(Saved data entries)
☆ ☆ ☆ ☆ ☆ ☆ ☆

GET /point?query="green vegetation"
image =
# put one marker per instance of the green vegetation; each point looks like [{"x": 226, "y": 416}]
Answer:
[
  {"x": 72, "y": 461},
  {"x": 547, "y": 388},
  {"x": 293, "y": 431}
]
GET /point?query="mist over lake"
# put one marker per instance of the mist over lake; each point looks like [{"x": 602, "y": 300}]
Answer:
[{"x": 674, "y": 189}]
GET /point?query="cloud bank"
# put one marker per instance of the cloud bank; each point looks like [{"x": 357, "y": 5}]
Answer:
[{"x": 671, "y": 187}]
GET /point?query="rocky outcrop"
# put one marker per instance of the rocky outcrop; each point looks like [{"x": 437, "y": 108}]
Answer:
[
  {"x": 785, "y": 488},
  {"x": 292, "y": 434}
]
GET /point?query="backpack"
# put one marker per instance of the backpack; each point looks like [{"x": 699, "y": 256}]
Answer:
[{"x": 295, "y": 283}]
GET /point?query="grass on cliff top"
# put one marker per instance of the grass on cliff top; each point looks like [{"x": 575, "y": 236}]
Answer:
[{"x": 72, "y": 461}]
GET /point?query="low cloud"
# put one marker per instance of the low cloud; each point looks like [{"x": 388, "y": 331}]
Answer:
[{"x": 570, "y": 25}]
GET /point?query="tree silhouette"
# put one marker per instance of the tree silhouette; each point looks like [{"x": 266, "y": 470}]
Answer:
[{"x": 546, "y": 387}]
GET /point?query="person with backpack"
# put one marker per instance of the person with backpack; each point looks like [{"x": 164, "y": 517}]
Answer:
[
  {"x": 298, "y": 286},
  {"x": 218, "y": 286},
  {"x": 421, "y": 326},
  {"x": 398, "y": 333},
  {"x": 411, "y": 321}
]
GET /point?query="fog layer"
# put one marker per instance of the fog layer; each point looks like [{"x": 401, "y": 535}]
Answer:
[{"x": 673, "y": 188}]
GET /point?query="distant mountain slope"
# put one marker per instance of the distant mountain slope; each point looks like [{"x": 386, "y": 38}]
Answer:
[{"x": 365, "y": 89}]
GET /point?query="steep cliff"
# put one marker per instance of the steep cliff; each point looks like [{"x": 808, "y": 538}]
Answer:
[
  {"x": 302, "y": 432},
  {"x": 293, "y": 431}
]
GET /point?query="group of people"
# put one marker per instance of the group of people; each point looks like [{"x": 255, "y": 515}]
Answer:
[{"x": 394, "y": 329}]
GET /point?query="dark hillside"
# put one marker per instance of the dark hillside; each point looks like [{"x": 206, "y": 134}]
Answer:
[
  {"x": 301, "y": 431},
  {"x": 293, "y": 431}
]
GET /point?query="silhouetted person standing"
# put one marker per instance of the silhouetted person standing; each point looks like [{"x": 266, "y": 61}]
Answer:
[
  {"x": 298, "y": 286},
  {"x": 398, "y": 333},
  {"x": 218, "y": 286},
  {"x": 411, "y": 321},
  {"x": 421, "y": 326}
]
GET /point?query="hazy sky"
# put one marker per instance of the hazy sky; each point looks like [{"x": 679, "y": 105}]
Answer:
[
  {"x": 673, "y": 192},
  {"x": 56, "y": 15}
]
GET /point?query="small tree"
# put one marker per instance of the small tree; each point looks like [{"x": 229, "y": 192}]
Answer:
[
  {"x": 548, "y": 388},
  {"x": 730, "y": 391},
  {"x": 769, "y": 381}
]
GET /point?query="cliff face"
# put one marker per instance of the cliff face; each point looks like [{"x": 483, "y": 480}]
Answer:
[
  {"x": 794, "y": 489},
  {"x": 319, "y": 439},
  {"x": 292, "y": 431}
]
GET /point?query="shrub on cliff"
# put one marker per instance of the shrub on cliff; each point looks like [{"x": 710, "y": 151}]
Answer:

☆ ☆ ☆ ☆ ☆ ☆ ☆

■ What to produce: Pick out every line of the listing above that contains the string "grass", matching case exactly.

■ Expected answer:
GET /point?query="grass on cliff top"
# put one marker per instance of the grass on cliff top; each point looks like [{"x": 575, "y": 236}]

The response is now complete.